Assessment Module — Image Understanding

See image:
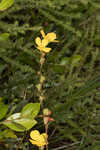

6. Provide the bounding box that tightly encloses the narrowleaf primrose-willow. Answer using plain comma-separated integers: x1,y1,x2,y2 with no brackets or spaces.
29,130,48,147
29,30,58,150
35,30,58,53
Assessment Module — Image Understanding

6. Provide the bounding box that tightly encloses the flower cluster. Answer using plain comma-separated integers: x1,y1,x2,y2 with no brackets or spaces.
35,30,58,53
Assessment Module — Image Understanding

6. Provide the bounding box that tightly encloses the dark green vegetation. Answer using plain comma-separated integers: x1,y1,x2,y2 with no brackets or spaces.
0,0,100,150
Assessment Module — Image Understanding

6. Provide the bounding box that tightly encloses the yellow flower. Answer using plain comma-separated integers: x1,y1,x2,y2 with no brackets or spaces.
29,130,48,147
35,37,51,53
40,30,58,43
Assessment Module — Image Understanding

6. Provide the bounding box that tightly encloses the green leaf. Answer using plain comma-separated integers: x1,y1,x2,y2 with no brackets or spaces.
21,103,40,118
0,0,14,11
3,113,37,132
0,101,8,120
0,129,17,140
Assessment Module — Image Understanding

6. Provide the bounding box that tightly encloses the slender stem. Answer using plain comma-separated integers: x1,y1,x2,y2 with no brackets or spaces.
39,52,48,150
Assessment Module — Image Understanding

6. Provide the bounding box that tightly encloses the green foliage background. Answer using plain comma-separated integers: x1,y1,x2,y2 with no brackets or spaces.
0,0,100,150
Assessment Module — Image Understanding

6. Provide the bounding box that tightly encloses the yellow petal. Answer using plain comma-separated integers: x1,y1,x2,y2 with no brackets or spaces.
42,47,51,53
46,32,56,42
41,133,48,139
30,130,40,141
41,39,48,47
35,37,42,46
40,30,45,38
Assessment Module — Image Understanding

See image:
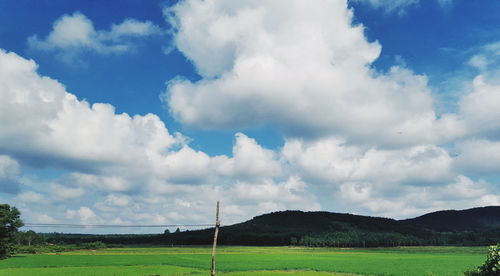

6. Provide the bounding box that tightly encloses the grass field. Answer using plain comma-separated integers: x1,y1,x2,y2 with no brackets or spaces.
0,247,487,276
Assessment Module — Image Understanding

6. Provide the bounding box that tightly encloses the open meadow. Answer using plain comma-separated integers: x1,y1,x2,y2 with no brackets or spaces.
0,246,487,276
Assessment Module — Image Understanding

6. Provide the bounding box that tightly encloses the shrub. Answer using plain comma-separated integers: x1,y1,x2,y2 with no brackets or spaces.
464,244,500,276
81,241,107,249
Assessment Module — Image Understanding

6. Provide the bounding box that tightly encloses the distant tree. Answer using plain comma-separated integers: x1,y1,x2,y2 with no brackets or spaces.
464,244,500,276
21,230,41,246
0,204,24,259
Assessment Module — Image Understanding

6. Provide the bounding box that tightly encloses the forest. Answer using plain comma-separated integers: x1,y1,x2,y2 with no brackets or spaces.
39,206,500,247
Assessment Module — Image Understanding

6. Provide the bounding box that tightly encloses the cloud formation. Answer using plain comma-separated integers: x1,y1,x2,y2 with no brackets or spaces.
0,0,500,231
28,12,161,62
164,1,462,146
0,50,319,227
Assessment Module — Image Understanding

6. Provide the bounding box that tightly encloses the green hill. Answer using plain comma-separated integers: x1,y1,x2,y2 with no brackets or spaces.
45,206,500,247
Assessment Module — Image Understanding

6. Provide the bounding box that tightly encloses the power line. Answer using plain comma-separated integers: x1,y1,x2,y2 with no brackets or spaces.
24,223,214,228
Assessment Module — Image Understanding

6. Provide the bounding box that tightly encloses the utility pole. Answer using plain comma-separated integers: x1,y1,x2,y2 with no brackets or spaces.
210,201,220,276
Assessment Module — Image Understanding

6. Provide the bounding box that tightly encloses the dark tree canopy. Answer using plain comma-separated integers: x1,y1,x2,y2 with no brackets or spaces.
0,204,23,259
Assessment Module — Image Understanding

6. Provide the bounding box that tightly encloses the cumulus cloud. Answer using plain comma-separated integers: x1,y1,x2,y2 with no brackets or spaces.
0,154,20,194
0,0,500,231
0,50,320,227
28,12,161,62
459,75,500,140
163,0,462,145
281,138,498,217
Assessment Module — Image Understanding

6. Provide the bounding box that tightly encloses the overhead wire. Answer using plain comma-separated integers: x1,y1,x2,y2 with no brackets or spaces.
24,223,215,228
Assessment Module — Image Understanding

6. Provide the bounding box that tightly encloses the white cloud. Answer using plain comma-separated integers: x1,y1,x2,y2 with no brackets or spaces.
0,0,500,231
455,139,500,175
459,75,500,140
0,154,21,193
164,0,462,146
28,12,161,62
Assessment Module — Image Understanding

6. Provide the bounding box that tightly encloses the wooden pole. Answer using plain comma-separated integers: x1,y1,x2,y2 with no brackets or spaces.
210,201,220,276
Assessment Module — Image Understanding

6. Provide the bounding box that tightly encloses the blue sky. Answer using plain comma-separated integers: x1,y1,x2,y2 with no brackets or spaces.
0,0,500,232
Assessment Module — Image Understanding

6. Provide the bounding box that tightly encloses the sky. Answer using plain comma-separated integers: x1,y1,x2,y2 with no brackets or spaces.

What is asked: Count the lines in the entries above that contain the word "cloud", and reply with only that number.

Reply: 3